- **Problem to work on**
Copy out the rows below, substituting "upper-left corner" for each occurrence of "top-left corner" and leaving everything else unchanged.

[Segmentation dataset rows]
* start *

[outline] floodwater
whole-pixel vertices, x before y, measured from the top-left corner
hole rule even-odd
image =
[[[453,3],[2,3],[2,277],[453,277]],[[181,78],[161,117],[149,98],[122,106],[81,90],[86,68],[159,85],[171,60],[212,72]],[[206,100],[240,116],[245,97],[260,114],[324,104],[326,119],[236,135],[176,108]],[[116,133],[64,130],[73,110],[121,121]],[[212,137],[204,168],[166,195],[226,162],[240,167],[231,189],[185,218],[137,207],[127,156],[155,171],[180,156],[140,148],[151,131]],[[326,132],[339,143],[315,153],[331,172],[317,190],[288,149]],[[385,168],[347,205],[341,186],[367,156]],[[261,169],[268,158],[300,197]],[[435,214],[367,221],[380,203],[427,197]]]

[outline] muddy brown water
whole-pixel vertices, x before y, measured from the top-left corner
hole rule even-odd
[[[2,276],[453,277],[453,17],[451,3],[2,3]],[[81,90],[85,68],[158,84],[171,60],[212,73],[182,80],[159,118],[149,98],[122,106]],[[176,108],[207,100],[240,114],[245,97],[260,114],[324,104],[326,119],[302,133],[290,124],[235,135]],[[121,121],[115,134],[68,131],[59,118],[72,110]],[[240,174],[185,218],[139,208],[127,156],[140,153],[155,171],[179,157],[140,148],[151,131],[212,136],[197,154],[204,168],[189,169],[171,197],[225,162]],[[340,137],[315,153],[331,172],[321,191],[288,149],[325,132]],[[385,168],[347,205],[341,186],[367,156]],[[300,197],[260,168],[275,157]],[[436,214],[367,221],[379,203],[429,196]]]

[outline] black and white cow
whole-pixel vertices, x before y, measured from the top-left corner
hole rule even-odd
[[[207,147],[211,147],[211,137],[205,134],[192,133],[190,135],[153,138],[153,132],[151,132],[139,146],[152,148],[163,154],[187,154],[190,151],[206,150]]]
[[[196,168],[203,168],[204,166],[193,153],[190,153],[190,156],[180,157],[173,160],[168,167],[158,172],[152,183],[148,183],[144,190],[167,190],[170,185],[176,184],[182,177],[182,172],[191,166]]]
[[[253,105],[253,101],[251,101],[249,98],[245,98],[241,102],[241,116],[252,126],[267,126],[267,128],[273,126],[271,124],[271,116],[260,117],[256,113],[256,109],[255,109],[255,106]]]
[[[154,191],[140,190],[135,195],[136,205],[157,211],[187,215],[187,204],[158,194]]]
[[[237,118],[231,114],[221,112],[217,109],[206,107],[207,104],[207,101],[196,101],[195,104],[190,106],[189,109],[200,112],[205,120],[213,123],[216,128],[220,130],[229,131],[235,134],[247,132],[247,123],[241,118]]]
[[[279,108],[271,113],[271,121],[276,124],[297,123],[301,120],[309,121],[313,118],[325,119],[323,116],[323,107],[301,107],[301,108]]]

* end *

- **Right answer**
[outline] floodwater
whole-pixel vertices, x before y, measured from the upper-left corner
hole rule even-odd
image =
[[[453,3],[2,3],[2,277],[453,277]],[[181,78],[161,117],[149,98],[122,106],[81,90],[86,68],[159,85],[171,60],[212,72]],[[206,100],[240,116],[245,97],[260,114],[324,104],[326,119],[236,135],[176,108]],[[116,133],[64,130],[73,110],[121,121]],[[212,137],[204,168],[166,195],[226,162],[240,167],[231,189],[185,218],[137,207],[127,156],[155,171],[180,156],[140,148],[151,131]],[[326,132],[339,143],[315,153],[331,172],[317,190],[288,149]],[[385,168],[347,205],[341,186],[367,156]],[[261,169],[268,158],[300,197]],[[435,214],[367,221],[380,203],[427,197]]]

[outline] muddy brown water
whole-pixel vertices, x before y, measured from the upper-left corner
hole rule even-odd
[[[2,276],[453,277],[453,17],[451,3],[2,3]],[[81,90],[85,68],[158,84],[171,60],[212,73],[182,80],[159,118],[149,98],[122,106]],[[176,108],[207,100],[240,114],[245,97],[260,114],[324,104],[326,119],[302,133],[290,124],[235,135]],[[121,121],[115,134],[68,131],[59,118],[72,110]],[[240,174],[185,218],[139,208],[127,156],[140,153],[155,171],[179,157],[140,148],[151,131],[212,136],[197,154],[204,168],[189,169],[171,197],[225,162]],[[340,137],[315,153],[331,172],[321,191],[288,149],[325,132]],[[385,168],[347,205],[341,186],[367,156]],[[300,197],[260,168],[275,157]],[[436,214],[367,221],[379,203],[429,196]]]

[outline] black and white cow
whole-pixel vertices, x before y, measured from the upper-left corner
hole rule even-odd
[[[207,147],[211,147],[211,137],[205,134],[192,133],[190,135],[153,138],[153,132],[151,132],[139,146],[152,148],[163,154],[187,154],[190,151],[206,150]]]
[[[196,168],[203,168],[204,166],[193,153],[190,153],[190,156],[180,157],[173,160],[168,167],[158,172],[152,183],[148,183],[144,190],[167,190],[170,185],[176,184],[182,177],[182,172],[191,166]]]
[[[253,105],[253,101],[251,101],[249,98],[245,98],[241,102],[241,116],[252,126],[267,126],[267,128],[273,126],[271,124],[271,116],[260,117],[256,113],[256,109],[255,109],[255,106]]]
[[[154,191],[140,190],[135,195],[136,205],[157,211],[187,215],[187,204],[158,194]]]
[[[237,118],[231,114],[221,112],[217,109],[206,107],[207,104],[207,101],[196,101],[195,104],[190,106],[189,109],[200,112],[205,120],[213,123],[216,128],[220,130],[229,131],[235,134],[247,132],[247,123],[241,118]]]
[[[279,108],[271,113],[271,121],[276,124],[297,123],[301,120],[309,121],[313,118],[325,119],[323,116],[323,107],[301,107],[301,108]]]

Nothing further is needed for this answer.